(Box-labeled dataset extracts)
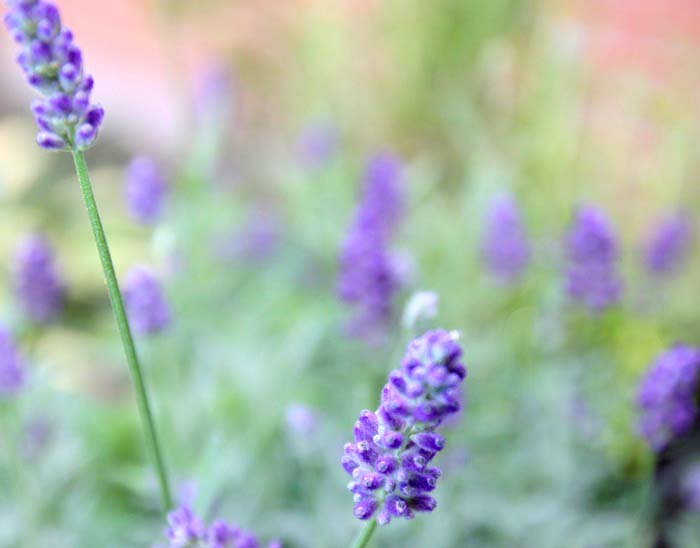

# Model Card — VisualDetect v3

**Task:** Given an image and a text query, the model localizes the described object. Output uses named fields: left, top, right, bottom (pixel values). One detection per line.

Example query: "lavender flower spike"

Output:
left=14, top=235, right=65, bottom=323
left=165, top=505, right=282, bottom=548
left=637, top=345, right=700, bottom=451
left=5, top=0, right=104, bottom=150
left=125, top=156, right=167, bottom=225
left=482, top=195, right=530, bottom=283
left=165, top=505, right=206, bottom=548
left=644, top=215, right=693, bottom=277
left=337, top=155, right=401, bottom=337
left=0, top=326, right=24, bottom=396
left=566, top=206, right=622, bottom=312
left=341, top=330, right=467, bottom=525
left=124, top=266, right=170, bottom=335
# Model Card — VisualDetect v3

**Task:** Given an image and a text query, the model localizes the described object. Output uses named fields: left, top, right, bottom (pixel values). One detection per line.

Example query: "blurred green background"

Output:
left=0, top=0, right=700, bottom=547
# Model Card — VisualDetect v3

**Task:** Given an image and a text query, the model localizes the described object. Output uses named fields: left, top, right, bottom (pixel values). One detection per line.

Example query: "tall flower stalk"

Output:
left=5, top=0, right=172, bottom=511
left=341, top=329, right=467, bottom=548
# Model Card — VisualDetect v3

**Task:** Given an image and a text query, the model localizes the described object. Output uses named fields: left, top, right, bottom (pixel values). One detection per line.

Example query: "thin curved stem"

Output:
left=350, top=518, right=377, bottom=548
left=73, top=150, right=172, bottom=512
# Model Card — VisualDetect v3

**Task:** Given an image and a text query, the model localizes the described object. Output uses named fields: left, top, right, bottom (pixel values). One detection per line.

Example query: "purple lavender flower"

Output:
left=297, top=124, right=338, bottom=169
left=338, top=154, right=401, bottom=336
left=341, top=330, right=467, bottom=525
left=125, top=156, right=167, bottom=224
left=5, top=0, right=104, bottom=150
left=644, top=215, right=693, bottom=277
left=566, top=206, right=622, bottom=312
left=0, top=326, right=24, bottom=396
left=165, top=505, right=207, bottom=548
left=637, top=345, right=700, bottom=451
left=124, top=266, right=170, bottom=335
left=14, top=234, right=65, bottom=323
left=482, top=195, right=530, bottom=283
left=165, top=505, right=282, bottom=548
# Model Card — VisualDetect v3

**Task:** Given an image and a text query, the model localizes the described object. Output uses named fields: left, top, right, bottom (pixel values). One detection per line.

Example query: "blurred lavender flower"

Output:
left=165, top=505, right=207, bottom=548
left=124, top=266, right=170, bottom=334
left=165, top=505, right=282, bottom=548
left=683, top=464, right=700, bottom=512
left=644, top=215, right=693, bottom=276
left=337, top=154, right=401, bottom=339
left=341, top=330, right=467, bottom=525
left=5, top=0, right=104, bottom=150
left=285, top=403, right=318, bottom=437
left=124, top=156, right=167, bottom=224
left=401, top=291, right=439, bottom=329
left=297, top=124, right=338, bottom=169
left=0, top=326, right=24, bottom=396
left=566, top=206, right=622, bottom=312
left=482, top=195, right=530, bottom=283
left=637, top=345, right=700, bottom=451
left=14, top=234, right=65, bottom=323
---
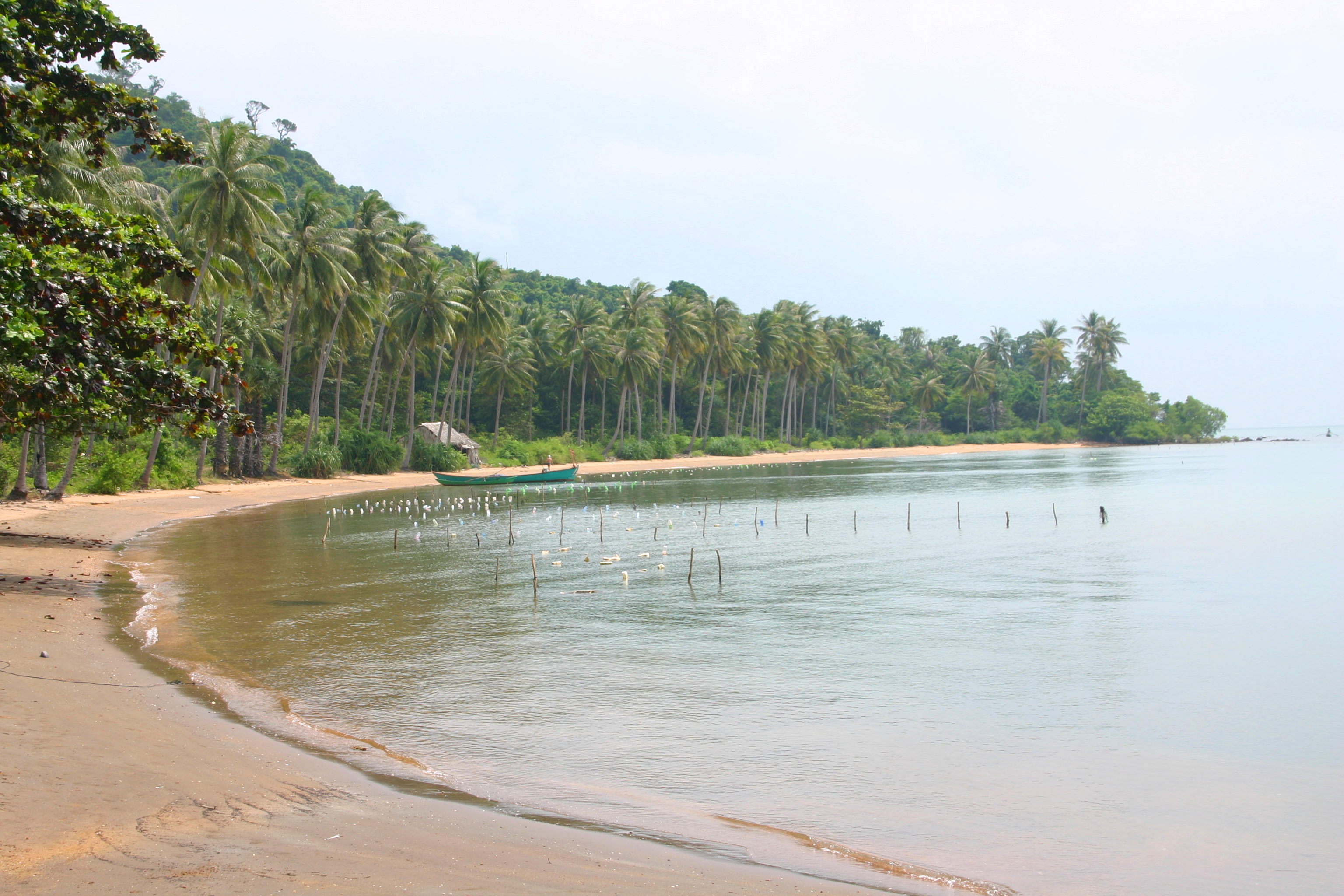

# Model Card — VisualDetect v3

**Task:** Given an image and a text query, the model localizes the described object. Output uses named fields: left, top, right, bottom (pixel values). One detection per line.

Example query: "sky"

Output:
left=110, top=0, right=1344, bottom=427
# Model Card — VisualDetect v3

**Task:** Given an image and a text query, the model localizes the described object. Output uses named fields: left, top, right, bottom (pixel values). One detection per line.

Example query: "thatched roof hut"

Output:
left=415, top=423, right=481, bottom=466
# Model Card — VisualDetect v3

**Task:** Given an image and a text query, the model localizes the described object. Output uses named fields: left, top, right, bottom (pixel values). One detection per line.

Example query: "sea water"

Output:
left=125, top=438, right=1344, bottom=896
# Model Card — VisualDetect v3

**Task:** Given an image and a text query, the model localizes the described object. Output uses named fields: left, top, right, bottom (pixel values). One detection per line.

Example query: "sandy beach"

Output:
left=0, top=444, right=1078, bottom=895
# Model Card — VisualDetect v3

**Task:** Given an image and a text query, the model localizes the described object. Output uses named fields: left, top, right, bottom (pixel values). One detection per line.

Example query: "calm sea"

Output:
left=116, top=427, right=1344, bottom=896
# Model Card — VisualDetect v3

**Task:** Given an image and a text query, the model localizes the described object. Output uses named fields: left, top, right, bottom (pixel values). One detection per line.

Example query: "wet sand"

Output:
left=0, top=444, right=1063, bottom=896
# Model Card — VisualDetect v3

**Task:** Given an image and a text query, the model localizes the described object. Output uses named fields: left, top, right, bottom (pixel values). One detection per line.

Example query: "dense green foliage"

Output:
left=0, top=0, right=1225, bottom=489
---
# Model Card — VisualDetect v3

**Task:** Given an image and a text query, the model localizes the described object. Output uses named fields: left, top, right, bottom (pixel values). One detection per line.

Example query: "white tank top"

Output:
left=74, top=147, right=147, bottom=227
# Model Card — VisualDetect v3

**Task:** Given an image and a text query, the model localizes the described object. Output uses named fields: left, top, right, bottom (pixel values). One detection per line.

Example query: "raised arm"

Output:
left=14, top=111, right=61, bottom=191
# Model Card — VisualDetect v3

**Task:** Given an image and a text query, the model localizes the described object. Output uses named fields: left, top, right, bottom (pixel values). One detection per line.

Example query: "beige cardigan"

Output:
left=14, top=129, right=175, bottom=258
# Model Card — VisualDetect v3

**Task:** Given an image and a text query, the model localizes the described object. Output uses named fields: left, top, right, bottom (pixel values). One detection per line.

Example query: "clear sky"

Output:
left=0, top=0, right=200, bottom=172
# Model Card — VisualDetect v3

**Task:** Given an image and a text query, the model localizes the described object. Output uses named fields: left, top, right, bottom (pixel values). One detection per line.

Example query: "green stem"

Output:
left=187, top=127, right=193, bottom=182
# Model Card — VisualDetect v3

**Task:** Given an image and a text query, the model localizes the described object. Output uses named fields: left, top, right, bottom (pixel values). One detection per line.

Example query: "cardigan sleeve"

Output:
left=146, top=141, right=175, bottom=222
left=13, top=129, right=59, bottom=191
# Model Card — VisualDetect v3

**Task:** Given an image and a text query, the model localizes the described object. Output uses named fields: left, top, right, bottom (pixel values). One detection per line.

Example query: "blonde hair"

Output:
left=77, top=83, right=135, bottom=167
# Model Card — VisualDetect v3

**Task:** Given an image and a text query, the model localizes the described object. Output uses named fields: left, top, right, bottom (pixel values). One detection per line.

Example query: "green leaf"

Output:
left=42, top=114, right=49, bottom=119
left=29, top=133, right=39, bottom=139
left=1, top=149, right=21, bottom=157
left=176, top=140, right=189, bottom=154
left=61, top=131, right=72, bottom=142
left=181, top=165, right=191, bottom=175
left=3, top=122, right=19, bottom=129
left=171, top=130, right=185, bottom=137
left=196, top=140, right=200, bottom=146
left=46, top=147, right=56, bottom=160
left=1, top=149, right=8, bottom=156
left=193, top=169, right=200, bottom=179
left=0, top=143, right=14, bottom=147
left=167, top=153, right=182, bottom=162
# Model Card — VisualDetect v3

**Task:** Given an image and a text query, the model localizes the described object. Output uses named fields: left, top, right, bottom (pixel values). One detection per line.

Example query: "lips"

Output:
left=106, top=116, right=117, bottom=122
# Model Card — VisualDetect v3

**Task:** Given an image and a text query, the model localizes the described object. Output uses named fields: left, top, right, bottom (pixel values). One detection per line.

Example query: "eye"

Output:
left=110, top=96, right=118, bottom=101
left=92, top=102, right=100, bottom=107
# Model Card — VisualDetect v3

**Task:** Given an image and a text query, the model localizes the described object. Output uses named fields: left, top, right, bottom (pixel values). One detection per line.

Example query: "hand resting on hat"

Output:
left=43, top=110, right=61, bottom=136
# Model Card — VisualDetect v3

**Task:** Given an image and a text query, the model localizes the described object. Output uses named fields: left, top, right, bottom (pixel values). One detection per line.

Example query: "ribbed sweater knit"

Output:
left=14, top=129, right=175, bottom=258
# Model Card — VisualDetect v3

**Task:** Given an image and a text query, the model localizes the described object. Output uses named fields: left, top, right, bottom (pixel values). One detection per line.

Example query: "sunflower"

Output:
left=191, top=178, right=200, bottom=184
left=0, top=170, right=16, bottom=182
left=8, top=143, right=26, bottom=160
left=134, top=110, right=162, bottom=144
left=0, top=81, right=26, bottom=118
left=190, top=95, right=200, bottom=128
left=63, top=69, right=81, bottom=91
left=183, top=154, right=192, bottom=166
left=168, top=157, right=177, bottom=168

▸ **Exercise objective**
Gather every line of the material above that contains the word "cardigan". Copy each such line in full.

▸ **The solution**
Example query: "beige cardigan"
Example query: "cardigan sleeve"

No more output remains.